(Records from a data collection)
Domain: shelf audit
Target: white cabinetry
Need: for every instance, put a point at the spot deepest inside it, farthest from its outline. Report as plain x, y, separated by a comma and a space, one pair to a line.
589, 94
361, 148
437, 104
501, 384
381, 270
--
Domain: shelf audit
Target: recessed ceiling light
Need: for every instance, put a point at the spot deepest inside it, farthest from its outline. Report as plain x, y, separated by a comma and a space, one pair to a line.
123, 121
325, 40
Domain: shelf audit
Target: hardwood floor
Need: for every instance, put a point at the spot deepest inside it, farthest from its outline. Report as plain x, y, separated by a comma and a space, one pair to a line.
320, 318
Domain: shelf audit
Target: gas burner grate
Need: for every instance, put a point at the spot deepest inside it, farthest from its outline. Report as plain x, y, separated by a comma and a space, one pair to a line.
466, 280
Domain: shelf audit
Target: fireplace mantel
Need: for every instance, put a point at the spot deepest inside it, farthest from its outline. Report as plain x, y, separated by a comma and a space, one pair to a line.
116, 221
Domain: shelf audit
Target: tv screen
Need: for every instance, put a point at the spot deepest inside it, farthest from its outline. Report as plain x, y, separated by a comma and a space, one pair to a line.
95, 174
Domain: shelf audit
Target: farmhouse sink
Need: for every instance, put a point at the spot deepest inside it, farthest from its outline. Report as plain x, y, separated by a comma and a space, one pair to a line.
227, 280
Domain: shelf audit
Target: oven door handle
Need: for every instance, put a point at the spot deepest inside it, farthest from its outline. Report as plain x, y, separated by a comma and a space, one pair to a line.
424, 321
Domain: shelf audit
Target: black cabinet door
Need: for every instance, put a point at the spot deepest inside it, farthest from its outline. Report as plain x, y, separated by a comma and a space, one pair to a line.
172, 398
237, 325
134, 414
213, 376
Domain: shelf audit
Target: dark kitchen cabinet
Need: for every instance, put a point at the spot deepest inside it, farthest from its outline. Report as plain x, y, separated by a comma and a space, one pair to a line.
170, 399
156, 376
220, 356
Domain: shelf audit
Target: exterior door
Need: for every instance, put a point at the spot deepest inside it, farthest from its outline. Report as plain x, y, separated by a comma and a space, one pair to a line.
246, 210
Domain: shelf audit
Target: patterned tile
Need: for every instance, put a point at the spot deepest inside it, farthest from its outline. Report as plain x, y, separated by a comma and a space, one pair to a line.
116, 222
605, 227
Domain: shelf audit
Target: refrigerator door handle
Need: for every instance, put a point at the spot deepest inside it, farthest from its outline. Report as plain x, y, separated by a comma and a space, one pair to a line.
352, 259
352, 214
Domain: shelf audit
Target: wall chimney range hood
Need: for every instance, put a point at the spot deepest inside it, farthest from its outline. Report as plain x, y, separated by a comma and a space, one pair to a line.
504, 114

What you have to do:
Select each line in the items above that contains the string "door". Copy those lines out in full.

Solved problem:
Target: oven door handle
Target: black cabinet door
Target: exterior door
Target: refrigerator door handle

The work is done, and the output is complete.